**Extract to read**:
********************
AI Log Dataset Preparation Guide

Overview

The prepare command creates a sanitized, finetuning-ready dataset from your AI coding assistant logs by:

Backing up your logs
Extracting to a temporary directory
Removing ALL sensitive data (PII, API keys, passwords, etc.)
Converting to training format (JSONL)
Creating a compressed ZIP dataset

Usage

# Prepare dataset in home directory (default)
./target/release/ai-log-analyzer prepare

# Specify output directory
./target/release/ai-log-analyzer prepare --output /path/to/output

What Gets Removed

🔒 API Keys & Tokens

OpenAI/Anthropic keys (sk-*, sk-ant-*)
GitHub tokens (ghp_*, github_pat_*)
GitLab tokens (glpat-*)
Slack tokens (xox*)
AWS access keys (AKIA*)
Google API keys and OAuth tokens
Bearer tokens
Generic API tokens

🔑 Passwords & Credentials

Password fields (password=, passwd=, pwd=, pass=)
URLs with authentication (https://user:pass@)
Environment variables (.env file contents)

👤 Personal Identifiable Information (PII)

Email addresses
Phone numbers
Social Security Numbers
Credit card numbers
IP addresses
Personal file paths (/home/username → /home/[USER])

Output Format

The prepared dataset is a ZIP file containing:

1. `training_data.jsonl`

JSONL format with prompt/completion pairs:

{
  "prompt": "How do I implement authentication in Express?",
  "completion": "Here's how to implement authentication in Express using JWT...",
  "metadata": {
    "tool": "Claude Code",
    "session_id": "session_123",
    "timestamp": "2024-01-03T10:00:00Z",
    "tokens_estimate": 450
  }
}

2. `dataset_info.json`

Metadata and statistics:

{
  "total_examples": 1523,
  "total_tokens_estimate": 685900,
  "sanitization_stats": {
    "files_processed": 245,
    "items_redacted": 1834,
    "redacted_by_type": {
      "API Key": 87,
      "Email": 432,
      "File Path": 1201,
      "Password": 43,
      "IP Address": 71
    }
  },
  "generated_at": "2024-01-03T10:30:00Z",
  "format": "jsonl",
  "safe_for_training": true
}

3. `README.md`

Documentation about the dataset, sanitization process, and usage instructions.

Example Output

🔧 AI Log Dataset Preparation

Step 1/5: Creating backup...
********************
**Exercise directions**:
Reproduce the passage of the dataset preparation guide between "Slack tokens (xox*)" and "with authentication (https://user:pass@)", inclusive.

Stored items
********************
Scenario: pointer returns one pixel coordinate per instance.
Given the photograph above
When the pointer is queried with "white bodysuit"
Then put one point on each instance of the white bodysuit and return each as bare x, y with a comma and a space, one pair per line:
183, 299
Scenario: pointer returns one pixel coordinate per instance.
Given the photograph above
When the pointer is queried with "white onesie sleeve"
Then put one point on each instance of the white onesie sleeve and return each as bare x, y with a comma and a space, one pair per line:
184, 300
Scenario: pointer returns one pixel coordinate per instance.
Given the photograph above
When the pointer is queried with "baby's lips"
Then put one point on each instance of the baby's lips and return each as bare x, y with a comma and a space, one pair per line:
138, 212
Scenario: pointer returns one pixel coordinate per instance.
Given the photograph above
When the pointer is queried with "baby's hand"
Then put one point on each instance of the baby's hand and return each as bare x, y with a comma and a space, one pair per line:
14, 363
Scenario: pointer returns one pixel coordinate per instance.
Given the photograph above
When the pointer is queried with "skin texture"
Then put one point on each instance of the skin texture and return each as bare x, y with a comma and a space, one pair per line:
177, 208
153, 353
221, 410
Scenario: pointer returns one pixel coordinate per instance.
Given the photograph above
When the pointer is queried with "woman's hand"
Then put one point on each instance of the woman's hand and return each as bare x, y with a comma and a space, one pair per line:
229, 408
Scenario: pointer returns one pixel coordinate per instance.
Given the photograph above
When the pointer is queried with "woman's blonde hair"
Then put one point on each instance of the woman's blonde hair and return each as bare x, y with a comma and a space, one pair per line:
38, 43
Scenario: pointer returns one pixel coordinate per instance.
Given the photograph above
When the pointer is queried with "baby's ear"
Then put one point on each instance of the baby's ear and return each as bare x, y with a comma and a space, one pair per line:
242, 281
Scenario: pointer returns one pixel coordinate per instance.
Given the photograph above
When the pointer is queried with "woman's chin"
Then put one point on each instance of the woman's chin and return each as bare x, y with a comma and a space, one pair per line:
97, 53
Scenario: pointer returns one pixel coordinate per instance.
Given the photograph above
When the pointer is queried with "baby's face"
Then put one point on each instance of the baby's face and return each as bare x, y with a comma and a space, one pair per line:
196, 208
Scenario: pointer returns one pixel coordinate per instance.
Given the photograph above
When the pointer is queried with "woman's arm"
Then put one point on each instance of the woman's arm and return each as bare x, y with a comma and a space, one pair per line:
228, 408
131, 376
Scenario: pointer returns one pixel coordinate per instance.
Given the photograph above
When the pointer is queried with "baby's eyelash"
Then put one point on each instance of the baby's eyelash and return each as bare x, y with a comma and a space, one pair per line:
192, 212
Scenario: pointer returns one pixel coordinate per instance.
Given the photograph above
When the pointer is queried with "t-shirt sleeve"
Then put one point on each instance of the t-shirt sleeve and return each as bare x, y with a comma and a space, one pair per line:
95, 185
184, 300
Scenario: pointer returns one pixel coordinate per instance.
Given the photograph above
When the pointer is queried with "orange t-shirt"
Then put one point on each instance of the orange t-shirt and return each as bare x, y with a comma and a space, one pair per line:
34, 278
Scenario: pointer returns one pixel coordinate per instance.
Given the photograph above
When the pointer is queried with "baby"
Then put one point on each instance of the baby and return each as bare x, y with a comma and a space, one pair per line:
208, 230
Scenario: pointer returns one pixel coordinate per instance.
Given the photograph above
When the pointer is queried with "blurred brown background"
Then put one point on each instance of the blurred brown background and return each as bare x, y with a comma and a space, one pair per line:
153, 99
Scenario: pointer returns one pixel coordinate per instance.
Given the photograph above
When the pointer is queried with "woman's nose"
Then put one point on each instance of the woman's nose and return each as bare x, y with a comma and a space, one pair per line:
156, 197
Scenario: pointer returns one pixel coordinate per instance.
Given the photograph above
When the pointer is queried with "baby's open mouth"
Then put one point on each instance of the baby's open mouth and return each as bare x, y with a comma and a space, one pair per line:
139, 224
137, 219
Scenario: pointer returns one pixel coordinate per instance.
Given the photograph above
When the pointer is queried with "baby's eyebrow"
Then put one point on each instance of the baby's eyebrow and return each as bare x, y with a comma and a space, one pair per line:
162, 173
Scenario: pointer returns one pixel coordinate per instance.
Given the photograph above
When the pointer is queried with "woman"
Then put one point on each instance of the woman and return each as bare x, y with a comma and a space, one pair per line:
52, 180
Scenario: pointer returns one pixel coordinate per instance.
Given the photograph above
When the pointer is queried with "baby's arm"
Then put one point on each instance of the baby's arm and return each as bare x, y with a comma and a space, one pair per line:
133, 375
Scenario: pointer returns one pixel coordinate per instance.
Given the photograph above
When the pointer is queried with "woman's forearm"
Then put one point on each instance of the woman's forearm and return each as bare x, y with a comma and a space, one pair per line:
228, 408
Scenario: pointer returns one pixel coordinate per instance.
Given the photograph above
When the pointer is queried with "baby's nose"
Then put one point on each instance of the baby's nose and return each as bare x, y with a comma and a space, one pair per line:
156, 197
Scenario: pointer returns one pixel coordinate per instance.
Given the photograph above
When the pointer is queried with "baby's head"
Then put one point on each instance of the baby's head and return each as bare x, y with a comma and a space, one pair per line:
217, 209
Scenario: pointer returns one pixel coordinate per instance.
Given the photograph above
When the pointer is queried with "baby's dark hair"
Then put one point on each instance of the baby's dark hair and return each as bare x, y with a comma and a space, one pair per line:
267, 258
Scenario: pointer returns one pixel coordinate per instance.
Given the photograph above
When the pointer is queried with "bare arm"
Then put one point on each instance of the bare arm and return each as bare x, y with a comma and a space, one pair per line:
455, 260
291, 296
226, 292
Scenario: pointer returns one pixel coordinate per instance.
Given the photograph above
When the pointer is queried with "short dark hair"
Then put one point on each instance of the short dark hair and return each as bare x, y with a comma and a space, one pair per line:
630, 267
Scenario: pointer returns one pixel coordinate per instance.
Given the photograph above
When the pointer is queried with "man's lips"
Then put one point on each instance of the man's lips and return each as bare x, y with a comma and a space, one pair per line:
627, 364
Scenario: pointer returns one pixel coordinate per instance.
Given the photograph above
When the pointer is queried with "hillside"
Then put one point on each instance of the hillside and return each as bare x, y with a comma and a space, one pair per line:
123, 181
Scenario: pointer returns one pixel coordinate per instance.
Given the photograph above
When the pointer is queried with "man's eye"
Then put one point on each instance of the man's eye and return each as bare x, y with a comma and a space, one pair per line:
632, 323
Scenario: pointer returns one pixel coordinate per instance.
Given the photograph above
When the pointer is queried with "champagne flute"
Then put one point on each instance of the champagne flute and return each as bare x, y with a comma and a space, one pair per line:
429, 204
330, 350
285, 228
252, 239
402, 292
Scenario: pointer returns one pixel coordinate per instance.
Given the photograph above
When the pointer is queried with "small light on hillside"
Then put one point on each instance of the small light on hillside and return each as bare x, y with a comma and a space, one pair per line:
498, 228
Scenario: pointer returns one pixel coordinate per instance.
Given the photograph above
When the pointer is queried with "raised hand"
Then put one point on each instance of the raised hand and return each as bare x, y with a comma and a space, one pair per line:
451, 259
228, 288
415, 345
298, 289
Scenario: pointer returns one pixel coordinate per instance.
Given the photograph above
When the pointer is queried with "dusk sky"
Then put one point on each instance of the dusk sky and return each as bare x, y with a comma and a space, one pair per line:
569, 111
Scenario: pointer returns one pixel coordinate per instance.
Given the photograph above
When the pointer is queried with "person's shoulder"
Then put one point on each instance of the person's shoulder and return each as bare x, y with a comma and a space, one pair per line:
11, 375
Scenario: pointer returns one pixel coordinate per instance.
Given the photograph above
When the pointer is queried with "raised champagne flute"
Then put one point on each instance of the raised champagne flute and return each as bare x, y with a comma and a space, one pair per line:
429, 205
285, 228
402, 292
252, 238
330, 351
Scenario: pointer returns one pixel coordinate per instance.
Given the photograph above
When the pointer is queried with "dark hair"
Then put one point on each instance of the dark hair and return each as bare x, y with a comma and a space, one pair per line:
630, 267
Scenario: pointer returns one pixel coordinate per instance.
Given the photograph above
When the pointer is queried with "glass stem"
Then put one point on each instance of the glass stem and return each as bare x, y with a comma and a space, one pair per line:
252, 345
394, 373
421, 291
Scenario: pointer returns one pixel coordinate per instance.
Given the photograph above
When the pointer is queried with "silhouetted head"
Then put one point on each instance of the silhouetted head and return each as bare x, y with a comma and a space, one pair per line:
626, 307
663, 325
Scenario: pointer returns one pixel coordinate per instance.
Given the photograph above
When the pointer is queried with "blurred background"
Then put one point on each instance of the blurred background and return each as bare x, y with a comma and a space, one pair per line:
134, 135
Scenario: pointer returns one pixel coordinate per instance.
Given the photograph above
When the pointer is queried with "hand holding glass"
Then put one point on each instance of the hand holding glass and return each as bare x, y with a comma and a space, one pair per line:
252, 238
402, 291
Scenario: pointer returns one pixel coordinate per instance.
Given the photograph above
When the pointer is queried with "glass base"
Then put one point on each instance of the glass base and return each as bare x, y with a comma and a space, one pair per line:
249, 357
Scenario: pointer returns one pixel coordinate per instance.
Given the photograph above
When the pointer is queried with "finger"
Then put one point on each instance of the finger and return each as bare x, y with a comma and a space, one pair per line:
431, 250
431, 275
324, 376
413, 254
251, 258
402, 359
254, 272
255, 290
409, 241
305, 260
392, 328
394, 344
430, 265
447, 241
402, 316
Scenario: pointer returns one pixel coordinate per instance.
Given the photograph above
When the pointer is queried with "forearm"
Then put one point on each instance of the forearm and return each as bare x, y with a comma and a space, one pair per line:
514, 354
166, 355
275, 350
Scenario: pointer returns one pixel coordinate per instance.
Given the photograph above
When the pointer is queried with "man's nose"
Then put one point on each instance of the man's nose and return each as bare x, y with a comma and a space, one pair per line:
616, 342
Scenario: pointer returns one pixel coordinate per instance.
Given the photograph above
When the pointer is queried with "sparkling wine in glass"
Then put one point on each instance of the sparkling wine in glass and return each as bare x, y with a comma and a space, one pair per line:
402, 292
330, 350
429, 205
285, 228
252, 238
********************
**Answer to this task**:
Slack tokens (xox*)
AWS access keys (AKIA*)
Google API keys and OAuth tokens
Bearer tokens
Generic API tokens

🔑 Passwords & Credentials

Password fields (password=, passwd=, pwd=, pass=)
URLs with authentication (https://user:pass@)